__LISTED ENTRIES__

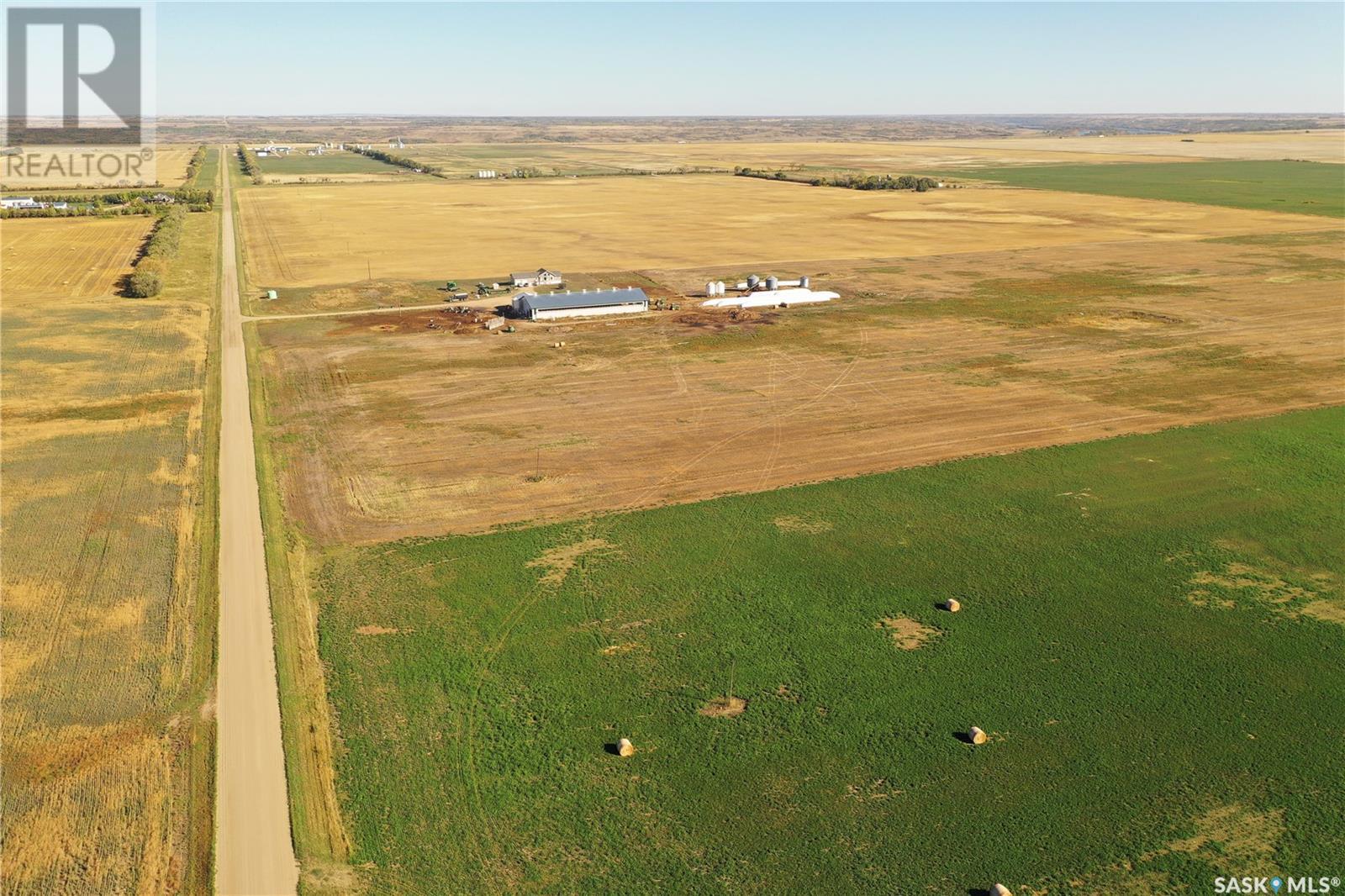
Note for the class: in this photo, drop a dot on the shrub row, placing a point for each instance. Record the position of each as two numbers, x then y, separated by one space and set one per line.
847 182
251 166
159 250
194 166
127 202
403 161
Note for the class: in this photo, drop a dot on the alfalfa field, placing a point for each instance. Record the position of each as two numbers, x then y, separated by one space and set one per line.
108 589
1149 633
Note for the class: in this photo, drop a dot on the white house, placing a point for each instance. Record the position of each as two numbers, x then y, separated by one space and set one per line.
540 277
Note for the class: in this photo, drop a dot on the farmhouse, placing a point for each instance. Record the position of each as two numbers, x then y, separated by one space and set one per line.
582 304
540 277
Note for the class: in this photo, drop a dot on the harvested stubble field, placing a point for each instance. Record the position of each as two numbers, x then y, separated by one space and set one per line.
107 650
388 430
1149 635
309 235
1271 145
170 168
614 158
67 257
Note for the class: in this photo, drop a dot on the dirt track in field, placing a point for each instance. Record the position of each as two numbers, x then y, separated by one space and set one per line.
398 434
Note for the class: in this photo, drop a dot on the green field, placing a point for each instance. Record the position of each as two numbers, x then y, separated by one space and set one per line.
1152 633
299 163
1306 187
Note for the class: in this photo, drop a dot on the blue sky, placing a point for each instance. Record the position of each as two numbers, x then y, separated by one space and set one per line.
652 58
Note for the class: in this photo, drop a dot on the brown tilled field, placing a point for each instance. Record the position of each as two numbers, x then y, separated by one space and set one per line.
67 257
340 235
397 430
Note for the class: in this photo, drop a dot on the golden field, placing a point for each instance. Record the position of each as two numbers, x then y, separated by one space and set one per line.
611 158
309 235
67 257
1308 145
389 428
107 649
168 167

__WHAT IS BEING ASKED__
Copy the listing above again from the line containing "on the dirt" through the end of the listing, both included, keeping the requests as they are but scaling every point coordinate by 0.7 and rounding it to a whole number, with halves rounded up. Give only these lines.

__EXERCISE RESPONSE__
Note for the class: in this photo, drop a dot on the dirt track in field, placing a point for each instance. Record the position of each as two numbers, x then y, separated by one space and set one per line.
279 304
Note for the class: in this photo, drop a dot on the green field, placing a point for each instance. Record the position of each as two numbers, x then y, separated by one space and set one per line.
806 443
209 114
914 131
Note for the class: in this photo, drop a dot on the blue sky, placing a point for each instance. Record the position of each as two numbers, x then y, separated by one space and set one per line.
456 41
Note for the class: in this photo, drop a dot on the brown tilled field, placing a point for each instance. Record the position of each as two numbers, x then y, separated by one space and set one per line.
47 180
238 165
278 301
Note for the class: in this photo, drop a dot on the golden field, placing a point for each instance. Record the position of each as two numbers, x then y, separated by one space and set one per line.
428 111
216 165
47 180
916 102
272 300
75 454
118 117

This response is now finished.